● **EXERCISE AIM**: Could you format the material from the line containing "Would you be able to point to the player's" up to and including its final line as a Markdown table with the columns Row and Entry, numbering each line and leaving out any blank lines?
____
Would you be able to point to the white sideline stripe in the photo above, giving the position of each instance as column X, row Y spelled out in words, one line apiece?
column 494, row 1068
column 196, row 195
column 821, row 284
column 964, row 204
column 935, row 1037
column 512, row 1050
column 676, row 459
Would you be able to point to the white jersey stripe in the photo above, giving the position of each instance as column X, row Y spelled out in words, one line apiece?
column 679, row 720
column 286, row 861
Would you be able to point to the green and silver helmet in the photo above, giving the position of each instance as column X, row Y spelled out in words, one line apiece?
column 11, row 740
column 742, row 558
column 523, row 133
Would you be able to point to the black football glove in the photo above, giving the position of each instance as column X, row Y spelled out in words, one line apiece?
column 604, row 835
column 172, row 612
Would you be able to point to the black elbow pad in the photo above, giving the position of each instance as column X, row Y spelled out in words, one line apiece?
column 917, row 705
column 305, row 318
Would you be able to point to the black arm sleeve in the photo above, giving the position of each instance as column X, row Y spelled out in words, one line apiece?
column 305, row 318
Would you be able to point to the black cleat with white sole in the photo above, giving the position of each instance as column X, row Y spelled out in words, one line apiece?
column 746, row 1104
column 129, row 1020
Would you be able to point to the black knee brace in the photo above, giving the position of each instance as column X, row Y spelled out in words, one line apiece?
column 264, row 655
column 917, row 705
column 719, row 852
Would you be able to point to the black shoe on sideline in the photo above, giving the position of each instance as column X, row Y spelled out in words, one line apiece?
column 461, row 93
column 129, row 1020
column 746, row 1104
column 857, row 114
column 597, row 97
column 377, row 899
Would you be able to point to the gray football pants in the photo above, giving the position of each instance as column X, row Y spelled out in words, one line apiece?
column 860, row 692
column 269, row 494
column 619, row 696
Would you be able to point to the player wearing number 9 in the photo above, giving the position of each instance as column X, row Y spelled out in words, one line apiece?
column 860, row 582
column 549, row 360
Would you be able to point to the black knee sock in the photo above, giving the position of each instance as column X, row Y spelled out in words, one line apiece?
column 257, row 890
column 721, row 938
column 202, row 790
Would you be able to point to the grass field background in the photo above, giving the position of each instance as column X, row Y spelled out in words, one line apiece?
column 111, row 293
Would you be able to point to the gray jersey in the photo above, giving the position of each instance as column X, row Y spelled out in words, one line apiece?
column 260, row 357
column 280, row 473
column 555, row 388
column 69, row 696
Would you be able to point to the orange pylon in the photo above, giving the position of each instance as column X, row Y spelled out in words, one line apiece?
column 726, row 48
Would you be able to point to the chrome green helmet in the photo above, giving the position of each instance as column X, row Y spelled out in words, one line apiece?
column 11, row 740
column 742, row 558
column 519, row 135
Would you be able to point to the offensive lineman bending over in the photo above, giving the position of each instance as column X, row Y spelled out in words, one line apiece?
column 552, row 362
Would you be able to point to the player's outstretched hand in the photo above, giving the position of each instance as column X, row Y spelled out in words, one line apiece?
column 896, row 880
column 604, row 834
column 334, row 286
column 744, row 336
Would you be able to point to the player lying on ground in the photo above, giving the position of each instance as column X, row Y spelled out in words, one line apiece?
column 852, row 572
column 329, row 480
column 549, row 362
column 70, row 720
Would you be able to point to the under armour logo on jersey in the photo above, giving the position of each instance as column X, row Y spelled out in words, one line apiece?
____
● **TASK RESULT**:
| Row | Entry |
|---|---|
| 1 | Would you be able to point to the player's outstretched hand in the photo above, giving the position of each instance as column X, row Y spelled out in words, one line apiece? |
| 2 | column 896, row 880 |
| 3 | column 604, row 834 |
| 4 | column 334, row 286 |
| 5 | column 744, row 336 |
| 6 | Would you be able to point to the player lying on ground in the photo above, giving the position of each instance as column X, row Y spelled out in words, one line apiece? |
| 7 | column 852, row 572 |
| 8 | column 329, row 480 |
| 9 | column 549, row 362 |
| 10 | column 70, row 720 |
| 11 | Would you be able to point to the under armour logo on jersey in the photo above, giving the position of each instance as column X, row Y spelled out in words, one line apiece? |